======== Belge Alıntısı ========

"Kanal İstanbul, İstanbul Boğazı'ndan 13 kat daha güvenli olacak"
Ulaştırma ve Altyapı Bakanı Karaismailoğlu, Kıyı Emniyeti Genel Müdürlüğü tarafından restore edilerek güçlendirilen tarihi Şile Deniz Feneri'nin açılışına katıldı.
Ulaştırma ve Altyapı Bakanı Adil Karaismailoğlu, "160 yıldır denizcilerimize yol gösteren ata yadigarı Tarihi Şile Deniz Feneri'ni restore ederek güçlendirilmiş bir biçimde gelecek nesillere miras olarak bırakmanın mutluluğu içerisindeyiz." dedi.
Kıyı Emniyeti Genel Müdürlüğü tarafından restore edilerek güçlendirilen tarihi Şile Deniz Feneri'nin açılışı, Ulaştırma ve Altyapı Bakanı Karaismailoğlu'nun katılımıyla gerçekleştirildi.
Karaismailoğlu, etkinlikteki konuşmasında, Türkiye'nin iç ve dış mihrakların beraber tezgahladığı her türlü yıpratma çabasına rağmen hız kesmeden yoluna devam ettiğini, 20 yıldır iktidara olan güven ve istikrar sayesinde büyüdüğünü söyledi.
Denizlerde yaşanan gelişmelere işaret eden Karaismailoğlu, denizlerde yapılan taşımacılığın, sürdürülebilir ekonomik gelişim ve refah için olmazsa olmaz olduğunu dile getirdi.
Karaismailoğlu, uluslararası ticaretin yaklaşık yüzde 90'ının denizlerde yapıldığına dikkati çekerek, şunları kaydetti:
"O nedenle dünyanın ilk 10 ekonomisi arasında yer alma hedefimiz doğrultusunda denizcilik sektörüne gereken değeri veriyor, denizciliği geleceğe taşıyacak stratejileri en iyi şekilde tayin ediyoruz. Stratejik deniz ticaret rotalarının emniyet ve güvenliğinin sağlanması, bizim gibi büyük devletlerin önemli önceliklerdendir. Deniz fenerleri de bu yolculuktaki en önemli seyir yardımcılarından biridir. Bugün, önce denizcilerimizin ve kıyılarda yaşayan halkımızın canlarını sonra da taşınan malların güvenliğini son teknoloji ile sağlıyoruz.

======== Verilen Liste ========

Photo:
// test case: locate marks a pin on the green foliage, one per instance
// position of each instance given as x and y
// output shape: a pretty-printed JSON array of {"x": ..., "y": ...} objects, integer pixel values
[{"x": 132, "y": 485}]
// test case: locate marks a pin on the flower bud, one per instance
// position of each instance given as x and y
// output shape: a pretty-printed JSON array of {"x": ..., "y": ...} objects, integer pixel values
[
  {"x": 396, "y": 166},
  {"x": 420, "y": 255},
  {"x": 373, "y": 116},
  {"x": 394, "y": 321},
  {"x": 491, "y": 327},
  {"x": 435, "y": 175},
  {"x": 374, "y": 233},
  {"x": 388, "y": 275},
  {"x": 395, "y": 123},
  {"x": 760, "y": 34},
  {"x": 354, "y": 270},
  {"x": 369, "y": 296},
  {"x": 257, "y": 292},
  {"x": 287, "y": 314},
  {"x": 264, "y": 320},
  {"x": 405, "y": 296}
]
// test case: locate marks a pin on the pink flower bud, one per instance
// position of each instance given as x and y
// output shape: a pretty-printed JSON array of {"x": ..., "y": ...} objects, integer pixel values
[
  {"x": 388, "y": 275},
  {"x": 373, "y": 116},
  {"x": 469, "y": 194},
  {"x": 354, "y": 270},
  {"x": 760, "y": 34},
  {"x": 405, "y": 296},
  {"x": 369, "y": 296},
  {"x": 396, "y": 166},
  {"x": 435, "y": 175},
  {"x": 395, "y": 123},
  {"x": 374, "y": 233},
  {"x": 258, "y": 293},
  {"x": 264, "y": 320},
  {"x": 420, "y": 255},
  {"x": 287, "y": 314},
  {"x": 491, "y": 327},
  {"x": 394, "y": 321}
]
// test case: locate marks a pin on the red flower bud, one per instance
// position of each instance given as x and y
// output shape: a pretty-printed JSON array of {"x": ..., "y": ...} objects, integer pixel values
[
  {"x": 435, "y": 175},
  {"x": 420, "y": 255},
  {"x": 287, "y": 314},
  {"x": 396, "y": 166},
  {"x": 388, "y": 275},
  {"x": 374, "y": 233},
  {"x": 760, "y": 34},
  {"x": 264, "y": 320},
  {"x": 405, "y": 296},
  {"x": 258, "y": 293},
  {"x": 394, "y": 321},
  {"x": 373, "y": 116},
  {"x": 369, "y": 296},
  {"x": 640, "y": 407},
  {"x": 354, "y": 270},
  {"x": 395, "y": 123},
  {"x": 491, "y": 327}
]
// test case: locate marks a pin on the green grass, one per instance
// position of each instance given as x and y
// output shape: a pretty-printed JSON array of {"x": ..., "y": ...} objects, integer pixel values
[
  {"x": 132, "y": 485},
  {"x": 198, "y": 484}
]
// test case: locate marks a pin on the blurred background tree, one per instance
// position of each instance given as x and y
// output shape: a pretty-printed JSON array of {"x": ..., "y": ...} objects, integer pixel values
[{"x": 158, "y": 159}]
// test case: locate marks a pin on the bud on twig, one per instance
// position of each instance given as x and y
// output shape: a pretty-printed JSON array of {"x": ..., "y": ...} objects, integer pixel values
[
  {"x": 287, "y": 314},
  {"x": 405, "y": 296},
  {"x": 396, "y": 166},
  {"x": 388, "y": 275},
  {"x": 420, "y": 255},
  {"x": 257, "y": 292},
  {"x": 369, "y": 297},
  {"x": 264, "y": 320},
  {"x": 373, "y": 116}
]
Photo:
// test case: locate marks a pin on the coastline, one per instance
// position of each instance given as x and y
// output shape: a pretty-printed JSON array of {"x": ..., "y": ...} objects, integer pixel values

========

• Yapılacak İşler:
1. Şile Deniz Feneri haberinde "Ulaştırma ve Altyapı Bakanı Karaismailoğlu, Kıyı" sözlerini içeren yerle açılıp "sayesinde büyüdüğünü söyledi." ile kapanan bölümü harfi harfine yeniden yazın.
2. Şile Deniz Feneri haberini kaldığı yerden ileriye taşır mısınız?

• Sıralı Sonuçlar:
1.
Ulaştırma ve Altyapı Bakanı Karaismailoğlu, Kıyı Emniyeti Genel Müdürlüğü tarafından restore edilerek güçlendirilen tarihi Şile Deniz Feneri'nin açılışına katıldı.
Ulaştırma ve Altyapı Bakanı Adil Karaismailoğlu, "160 yıldır denizcilerimize yol gösteren ata yadigarı Tarihi Şile Deniz Feneri'ni restore ederek güçlendirilmiş bir biçimde gelecek nesillere miras olarak bırakmanın mutluluğu içerisindeyiz." dedi.
Kıyı Emniyeti Genel Müdürlüğü tarafından restore edilerek güçlendirilen tarihi Şile Deniz Feneri'nin açılışı, Ulaştırma ve Altyapı Bakanı Karaismailoğlu'nun katılımıyla gerçekleştirildi.
Karaismailoğlu, etkinlikteki konuşmasında, Türkiye'nin iç ve dış mihrakların beraber tezgahladığı her türlü yıpratma çabasına rağmen hız kesmeden yoluna devam ettiğini, 20 yıldır iktidara olan güven ve istikrar sayesinde büyüdüğünü söyledi.

2.
Denizcilik sektörümüzün faaliyetleri kapsamında, deniz emniyeti, deniz güvenliği, deniz çevresinin korunması ile ilgili tüm gereklilikleri yerine getirerek uluslararası standartlarda hizmet veriyoruz. Yine denizlerimizin bekçisi, yol göstericisi fenerleri de ihmal etmiyor, onların hala deniz seferlerindeki önemli yardımcılardan olduğunu biliyoruz. Üstelik bu fenerlerimizden bazıları bizlere Ata mirasıdır, yüz yılı aşkın bir geleneğin temsilcisidir, denizlerimizin parlayan incisidir. İşte bu nedenle, 160 yıldır denizcilerimize yol gösteren ata yadigarı Tarihi Şile Deniz Feneri'ni restore ederek güçlendirilmiş bir biçimde gelecek nesillere miras olarak bırakmanın mutluluğu içerisindeyiz."
"Fenerin görüş mesafesi 21 deniz mili"
Şile Feneri'nin Karadeniz sahillerinde seyir yapan gemiler için rota feneri olarak 1859 yılında Sultan Abdülmecit döneminde inşa edildiğini anımsatan Adil Karaismailoğlu, yapılmasındaki ilk amacın, Kırım Harbi esnasında Karadeniz'den İstanbul Boğazı'na giriş yapan gemilere yol göstermek olduğunu anlattı.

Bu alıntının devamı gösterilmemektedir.